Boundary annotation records
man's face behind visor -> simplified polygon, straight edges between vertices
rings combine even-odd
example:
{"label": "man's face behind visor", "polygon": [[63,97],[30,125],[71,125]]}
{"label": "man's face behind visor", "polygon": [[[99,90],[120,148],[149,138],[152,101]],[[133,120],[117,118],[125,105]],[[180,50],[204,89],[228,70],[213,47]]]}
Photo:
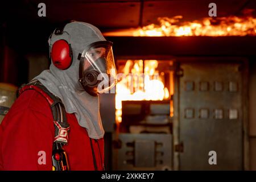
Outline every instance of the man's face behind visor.
{"label": "man's face behind visor", "polygon": [[95,42],[84,50],[80,57],[79,82],[93,96],[109,91],[117,84],[112,43]]}

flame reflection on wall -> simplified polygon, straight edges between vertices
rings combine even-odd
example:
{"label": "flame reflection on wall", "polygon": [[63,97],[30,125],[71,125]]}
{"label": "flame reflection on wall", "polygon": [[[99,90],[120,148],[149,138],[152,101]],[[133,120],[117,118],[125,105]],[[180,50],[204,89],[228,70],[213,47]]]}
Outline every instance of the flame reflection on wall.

Objective:
Reproduce all of the material above line for line, leaving out the pictures.

Complete output:
man's face behind visor -> simplified polygon, straight edges between vertices
rings combine even-odd
example:
{"label": "man's face behind visor", "polygon": [[63,97],[30,125],[71,125]]}
{"label": "man's face behind visor", "polygon": [[[99,90],[120,148],[149,138],[152,101]],[[133,120],[117,118],[125,105]],[[180,50],[204,89],[228,70],[213,47]]]}
Photo:
Outline every instance of the man's face behind visor.
{"label": "man's face behind visor", "polygon": [[95,42],[84,50],[80,57],[79,82],[93,96],[109,91],[117,84],[112,43]]}

flame reflection on wall -> simplified polygon, straight edges between vertices
rings combine even-odd
example:
{"label": "flame reflection on wall", "polygon": [[63,97],[30,125],[71,125]]}
{"label": "flame reflection on wall", "polygon": [[[99,90],[120,148],[149,138],[152,101]],[[133,120],[117,118],[125,105]],[[180,50],[204,89],[228,70],[213,47]]]}
Outline every instance of the flame reflection on wall.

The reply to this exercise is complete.